What you have to do >> Start at the line with "Where can you find the cricket" in the records below, stop at the line with "Where can you find the wooden", and return every line in that span exactly, the two end lines included.

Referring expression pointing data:

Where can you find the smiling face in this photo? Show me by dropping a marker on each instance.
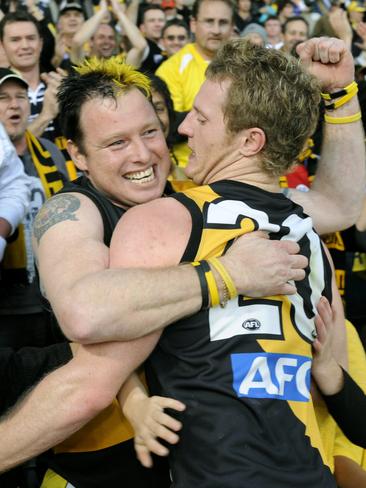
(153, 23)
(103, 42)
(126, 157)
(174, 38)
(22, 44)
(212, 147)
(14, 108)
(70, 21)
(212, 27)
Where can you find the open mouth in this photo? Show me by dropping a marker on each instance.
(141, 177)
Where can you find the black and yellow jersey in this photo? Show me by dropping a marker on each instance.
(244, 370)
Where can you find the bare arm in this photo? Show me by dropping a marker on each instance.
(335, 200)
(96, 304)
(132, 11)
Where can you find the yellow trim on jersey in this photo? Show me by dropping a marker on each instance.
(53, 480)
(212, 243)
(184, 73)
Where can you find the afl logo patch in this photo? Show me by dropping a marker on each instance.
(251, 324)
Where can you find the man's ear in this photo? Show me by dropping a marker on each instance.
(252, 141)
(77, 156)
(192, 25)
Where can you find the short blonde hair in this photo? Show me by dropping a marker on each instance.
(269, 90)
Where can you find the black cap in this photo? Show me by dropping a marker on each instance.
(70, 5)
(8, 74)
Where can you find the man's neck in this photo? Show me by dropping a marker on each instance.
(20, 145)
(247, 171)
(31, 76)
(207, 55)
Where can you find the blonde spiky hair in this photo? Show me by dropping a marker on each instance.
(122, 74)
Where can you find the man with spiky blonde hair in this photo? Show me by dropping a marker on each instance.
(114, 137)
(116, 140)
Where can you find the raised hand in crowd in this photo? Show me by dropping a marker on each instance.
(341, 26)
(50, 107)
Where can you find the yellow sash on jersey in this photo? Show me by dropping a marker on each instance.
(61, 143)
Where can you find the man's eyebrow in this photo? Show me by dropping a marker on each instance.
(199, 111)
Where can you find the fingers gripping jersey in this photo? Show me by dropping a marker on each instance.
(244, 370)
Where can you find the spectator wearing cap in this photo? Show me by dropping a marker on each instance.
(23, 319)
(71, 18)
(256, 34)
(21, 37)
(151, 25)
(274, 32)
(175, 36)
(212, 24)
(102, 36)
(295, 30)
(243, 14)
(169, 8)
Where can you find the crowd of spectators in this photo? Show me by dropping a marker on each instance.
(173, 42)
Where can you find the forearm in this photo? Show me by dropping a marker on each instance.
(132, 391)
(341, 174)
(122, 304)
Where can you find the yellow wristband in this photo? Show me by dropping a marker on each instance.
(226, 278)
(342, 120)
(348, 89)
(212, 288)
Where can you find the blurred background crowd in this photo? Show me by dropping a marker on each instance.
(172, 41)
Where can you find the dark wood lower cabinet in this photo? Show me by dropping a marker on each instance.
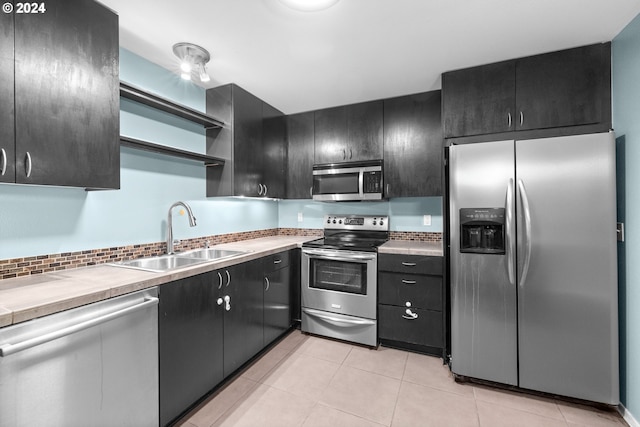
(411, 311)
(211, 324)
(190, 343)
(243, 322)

--

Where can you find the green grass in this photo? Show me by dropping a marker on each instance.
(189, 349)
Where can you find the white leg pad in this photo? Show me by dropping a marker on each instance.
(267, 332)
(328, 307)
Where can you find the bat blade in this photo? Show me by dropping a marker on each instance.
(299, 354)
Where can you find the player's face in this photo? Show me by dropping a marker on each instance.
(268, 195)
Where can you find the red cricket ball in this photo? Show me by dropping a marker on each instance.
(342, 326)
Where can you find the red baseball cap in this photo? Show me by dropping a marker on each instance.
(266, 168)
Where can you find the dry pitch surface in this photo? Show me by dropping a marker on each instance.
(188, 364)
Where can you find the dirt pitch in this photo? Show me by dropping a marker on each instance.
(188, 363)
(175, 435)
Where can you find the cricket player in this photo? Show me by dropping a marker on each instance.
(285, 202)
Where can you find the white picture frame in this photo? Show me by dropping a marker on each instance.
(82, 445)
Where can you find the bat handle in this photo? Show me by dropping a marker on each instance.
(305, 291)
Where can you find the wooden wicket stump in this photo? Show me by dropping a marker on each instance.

Solution below >>
Where can you find the cricket player in this photo? Show me by dropping a marker on each instance.
(285, 202)
Where can you find the white picture frame in this photo? Show me by dropping a marker on each instance.
(82, 445)
Where can you find the bat handle in this photo? Show me by dropping a marker on each instance.
(305, 291)
Where can you find the wooden wicket stump in this photo? Show me by dropping a marker on each instance.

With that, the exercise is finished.